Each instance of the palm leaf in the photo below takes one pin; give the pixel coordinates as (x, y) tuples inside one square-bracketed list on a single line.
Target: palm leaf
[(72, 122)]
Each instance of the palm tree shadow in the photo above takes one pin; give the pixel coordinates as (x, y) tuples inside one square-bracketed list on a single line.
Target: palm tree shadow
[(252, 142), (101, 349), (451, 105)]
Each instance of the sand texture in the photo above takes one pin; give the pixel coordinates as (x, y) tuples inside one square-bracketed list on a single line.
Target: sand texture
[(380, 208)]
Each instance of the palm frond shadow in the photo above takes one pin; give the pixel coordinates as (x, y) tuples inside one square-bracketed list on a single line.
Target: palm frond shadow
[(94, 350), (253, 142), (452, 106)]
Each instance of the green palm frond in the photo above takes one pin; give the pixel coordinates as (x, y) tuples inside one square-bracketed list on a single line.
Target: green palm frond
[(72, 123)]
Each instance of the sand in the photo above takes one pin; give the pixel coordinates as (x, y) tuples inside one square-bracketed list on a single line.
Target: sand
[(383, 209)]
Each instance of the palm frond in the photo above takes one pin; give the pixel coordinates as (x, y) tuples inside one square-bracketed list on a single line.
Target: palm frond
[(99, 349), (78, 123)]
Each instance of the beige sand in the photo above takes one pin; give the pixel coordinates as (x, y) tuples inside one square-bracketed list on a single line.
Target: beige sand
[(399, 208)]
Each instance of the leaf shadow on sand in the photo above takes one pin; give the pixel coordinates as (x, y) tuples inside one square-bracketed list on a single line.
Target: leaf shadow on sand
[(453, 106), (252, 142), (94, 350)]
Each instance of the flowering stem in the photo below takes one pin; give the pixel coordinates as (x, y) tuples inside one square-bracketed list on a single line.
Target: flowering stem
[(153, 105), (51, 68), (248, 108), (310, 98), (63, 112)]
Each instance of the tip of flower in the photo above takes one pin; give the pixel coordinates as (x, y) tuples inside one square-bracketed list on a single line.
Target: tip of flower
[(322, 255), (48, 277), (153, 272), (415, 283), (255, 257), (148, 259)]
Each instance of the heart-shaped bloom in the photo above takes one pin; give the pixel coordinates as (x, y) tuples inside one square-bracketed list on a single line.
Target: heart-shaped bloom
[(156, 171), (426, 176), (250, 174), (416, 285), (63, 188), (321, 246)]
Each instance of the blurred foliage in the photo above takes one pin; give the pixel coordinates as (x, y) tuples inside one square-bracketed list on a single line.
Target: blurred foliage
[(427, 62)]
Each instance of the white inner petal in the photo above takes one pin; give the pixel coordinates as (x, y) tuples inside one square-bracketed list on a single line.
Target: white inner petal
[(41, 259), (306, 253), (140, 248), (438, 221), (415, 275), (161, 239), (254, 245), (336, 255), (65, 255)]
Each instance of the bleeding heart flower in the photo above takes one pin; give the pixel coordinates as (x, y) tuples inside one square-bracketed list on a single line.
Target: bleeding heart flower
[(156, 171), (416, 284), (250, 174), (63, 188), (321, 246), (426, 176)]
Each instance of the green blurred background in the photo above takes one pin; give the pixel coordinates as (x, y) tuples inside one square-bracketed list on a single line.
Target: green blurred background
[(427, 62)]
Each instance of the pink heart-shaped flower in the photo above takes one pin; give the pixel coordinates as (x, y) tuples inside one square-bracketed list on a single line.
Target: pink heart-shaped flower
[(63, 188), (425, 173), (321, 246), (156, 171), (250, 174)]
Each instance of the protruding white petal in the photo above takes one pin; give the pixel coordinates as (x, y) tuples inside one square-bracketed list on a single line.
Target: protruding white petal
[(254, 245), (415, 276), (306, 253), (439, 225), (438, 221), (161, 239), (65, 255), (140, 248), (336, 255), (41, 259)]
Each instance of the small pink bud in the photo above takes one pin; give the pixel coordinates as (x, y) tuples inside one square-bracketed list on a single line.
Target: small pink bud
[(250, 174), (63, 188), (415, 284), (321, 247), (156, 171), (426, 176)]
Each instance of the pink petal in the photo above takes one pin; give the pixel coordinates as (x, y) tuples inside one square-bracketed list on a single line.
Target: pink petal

========

- **STATED GOAL**
Can you write out every line of the material again, from its start through the line containing "[(252, 142), (101, 349), (451, 105)]" with both ends included, while adding 136 to each x and y coordinate in the bracketed point lists?

- **RESULT OF THIS EXERCISE**
Each instance of the palm leaf in the photo below takes one pin; give the pixel coordinates as (x, y) tuples inside one square-bracketed list on a single line.
Target: palm leaf
[(208, 258)]
Each instance of the palm tree shadow in the photo above takes one pin; give the pixel coordinates as (x, y) tuples inside one square-bracketed list on a single line.
Target: palm tree shadow
[(388, 278), (237, 485), (587, 241)]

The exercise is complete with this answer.